* begin Extracted text *
To my great relief, however, towards the end, a woman stood up and said that she was French and had lived in this country for many years. The record of French colonialism, for example in Algeria, was worse than anything done in the name of the British empire, but she would not dream of denying her French identity in the way the English participants were doing.
But they were typical of this country. What is the matter with us? If you are American, Italian, Chinese or Irish, you don’t deny or refuse your nationality even when you combat its worst features. You recognise it as something whose culture shapes what you are. It does not mean you are a “nationalist”. The same is true of England’s largest neighbour within the UK. You can oppose Scottish nationalism, for example, while passionately identifying as Scottish. Gordon Brown has famously spent a lifetime doing both.
It is a specific English syndrome, this denial of “feeling English”. Indeed, it is in fact a claim to uniqueness. Which is why neighbouring nations often see it as hypocrisy.
One way to identify what has happened is by asking fellow Brits how they feel about their different identities. Ask a Welsh person if they feel more Welsh or more British and it will not be a problem for them to rank their different identities in order of importance, which nowadays may include being European. They may not have already ranked whether they feel Welsh first and then British, or more British than Welsh. But asking them to put their identities in a subjective order of importance makes perfect sense. And, of course, these hierarchies of importance can change through time – part of the answer might be, “When I was young, I felt more British than Welsh; now it is the other way around.”
If, however, you ask the English the same question, many struggle to find an answer. They don’t distinguish being English from being British in the same way.
Centuries of imperial primacy have produced a fused identity: British on the outside and English within. Imagine it as a coin. The obverse is British; it’s the British navy, never the English navy, while the reverse is English – it’s the English countryside, never the British countryside. Just as it doesn’t make sense to ask which side of the coin is more important, it doesn’t make sense to the Anglo-British to ask them whether one is more than the other. They are “naturally” both at the same time. With the result that although they are English, in terms of birth, upbringing and residence, they don’t “feel” English – even though they may wax sentimental about an English garden or sense of humour.
* end Extracted text *
* begin Provided records *
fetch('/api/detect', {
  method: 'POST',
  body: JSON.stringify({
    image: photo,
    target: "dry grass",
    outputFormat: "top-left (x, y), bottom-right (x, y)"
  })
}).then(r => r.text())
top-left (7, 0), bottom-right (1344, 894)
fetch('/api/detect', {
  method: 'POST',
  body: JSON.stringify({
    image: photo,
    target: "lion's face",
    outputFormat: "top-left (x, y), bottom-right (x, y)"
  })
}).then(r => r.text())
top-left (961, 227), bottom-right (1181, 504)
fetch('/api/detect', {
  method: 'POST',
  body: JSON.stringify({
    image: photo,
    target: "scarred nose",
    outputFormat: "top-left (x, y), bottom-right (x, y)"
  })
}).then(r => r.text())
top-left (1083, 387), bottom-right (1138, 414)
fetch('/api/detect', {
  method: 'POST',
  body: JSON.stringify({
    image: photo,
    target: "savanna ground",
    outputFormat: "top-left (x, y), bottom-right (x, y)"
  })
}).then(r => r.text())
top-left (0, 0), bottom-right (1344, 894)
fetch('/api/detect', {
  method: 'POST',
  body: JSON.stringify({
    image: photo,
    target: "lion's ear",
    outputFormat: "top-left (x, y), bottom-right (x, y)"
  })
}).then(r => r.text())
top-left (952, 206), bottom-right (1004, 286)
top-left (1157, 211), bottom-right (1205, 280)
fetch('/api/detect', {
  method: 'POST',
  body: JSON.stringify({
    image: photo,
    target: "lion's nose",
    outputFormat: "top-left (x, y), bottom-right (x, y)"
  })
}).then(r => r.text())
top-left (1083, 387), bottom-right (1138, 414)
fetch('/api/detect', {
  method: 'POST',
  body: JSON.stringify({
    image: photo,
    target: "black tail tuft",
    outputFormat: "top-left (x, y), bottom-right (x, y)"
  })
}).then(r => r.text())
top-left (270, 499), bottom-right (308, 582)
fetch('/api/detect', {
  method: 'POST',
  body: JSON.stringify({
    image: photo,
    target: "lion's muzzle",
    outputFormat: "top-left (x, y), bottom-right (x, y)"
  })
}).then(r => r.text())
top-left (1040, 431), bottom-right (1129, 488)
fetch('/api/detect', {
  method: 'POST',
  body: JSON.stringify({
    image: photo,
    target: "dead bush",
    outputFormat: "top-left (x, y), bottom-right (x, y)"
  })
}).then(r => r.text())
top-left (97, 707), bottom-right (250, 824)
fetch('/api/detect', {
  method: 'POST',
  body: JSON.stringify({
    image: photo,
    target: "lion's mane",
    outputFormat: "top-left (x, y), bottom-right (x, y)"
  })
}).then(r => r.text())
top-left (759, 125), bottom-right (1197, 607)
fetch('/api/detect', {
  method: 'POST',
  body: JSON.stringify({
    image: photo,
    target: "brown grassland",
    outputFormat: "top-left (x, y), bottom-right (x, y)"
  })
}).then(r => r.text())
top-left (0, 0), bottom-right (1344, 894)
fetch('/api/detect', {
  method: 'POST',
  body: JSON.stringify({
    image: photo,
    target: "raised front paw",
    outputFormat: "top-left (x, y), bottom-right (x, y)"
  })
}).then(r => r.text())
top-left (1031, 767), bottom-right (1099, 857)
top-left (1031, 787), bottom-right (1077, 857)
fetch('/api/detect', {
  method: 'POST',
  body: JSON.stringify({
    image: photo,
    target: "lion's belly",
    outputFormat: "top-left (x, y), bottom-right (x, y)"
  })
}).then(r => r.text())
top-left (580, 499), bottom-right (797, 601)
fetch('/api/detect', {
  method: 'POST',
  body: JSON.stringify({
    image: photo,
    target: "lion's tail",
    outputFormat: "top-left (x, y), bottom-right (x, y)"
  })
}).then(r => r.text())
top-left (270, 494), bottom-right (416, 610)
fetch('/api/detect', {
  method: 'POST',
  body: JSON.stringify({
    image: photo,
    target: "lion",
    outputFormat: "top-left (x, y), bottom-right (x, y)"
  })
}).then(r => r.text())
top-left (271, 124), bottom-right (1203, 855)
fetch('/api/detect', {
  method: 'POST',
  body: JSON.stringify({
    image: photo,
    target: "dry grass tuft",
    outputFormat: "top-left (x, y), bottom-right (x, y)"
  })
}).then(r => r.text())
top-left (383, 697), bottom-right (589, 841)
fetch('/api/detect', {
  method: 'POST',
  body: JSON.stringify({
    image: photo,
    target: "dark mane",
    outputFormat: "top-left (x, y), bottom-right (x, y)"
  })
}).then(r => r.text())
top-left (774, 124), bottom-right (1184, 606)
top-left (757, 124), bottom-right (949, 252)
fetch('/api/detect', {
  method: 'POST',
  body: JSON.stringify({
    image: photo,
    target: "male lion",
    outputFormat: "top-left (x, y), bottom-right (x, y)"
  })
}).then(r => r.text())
* end Provided records *
• Required tasks:
1. Answer these questions about the text on English identity:
(a) What nationality did the woman who stood up near the end say she was?
(b) Who is named as having spent a lifetime both opposing Scottish nationalism and passionately identifying as Scottish?
(c) In the coin image, which side is British?
2. Carry on the text on English identity, starting after its last sentence.
This material is separate from the text on English identity.

• Exercise responses:
1.
(a) French.
(b) Gordon Brown.
(c) The obverse.

2.
It is a syndrome that has a deep historic tap-root that goes back to England’s primacy as the first industrialised nation. As England imposed itself on the rest of the British Isles and then the world as a whole, to create the largest ever empire, it set the standard for modernity. Everyone else had to mobilise to resist and catch up with us. They needed nationalism; we, the English, didn’t. We were the prime mover without the need for flag-waving.
So, when someone born or bred in England tells you – or perhaps when you yourself say – “I don’t feel English”, it is not just a claim to uniqueness, it is English nationalism.
If that’s the answer to the third question of our quiz, the answer to the second is related. The pub in which Cummings, Corbyn and Starmer drink from the same brew is called The Great Britain. For all their differences, they imbibe the shared erroneous belief that the way to solve the country’s problems is by deploying the power of the British state. They disagree over how. Cummings wants to shatter the civil service, Corbyn to deploy it as a force for good in the world, Starmer to make it work for everyone. But none wants to let go of the great British state itself.
While the country continues to be controlled by those who drink at the same pub, it is doomed. Because the prime source of the country’s problems is the British state itself.
An example to illustrate what this means: the cabinet repeatedly discusses the future of Northern Ireland. But when has it discussed the future of Birmingham, whose metropolitan area has twice the population? Now Birmingham’s city council is declared bankrupt and administrators are called in. They plan to sell off its youth centres and axe its youth support workers. One Brummie told BirminghamLive: “We are abandoning young people. This is a powder keg that will eventually explode and we will look back on this as the catalyst.” For England, this would be as major a question as Northern Ireland. If we had an English parliament and an English cabinet, it would indeed be a potentially defining concern: how does one prevent such a disaster? Instead, England is sidelined thanks to the “greatness” of being British, our cabinet hardly bothers with such issues and our Prime Minister flies around the world to show that we are playing a “leadership” role and “making Brexit work” instead of helping make Birmingham work; something that could actually be achieved.
While this continues, our country – I speak as an Englishman – will continue to be blighted by the disabling priorities of “being British”. Which is why whether you prefer Cummings, Corbyn or Starmer, if you are with them, you are in the wrong pub.
Which brings us to our first question. It’s a variant of an apocryphal remark attributed to Henry Kissinger when he wanted to mock the inconsequentiality of the European Union: “Who do I call, if I want to call Europe?”
Today, the answer to that question is Ursula von der Leyen. But what about my country? There is an English health service costing many billions; there is English Heritage, regulating our historic sites and buildings; our education system is English. “Have you ever wondered why no politician talks about rebuilding England?” asks the English Commonwealth website. “Why, when their housebuilding policies apply only to England, is it framed as ‘Rebuilding Britain’?… How is a pledge to build 1.5 million new homes in England the answer to Britain’s housing crisis?”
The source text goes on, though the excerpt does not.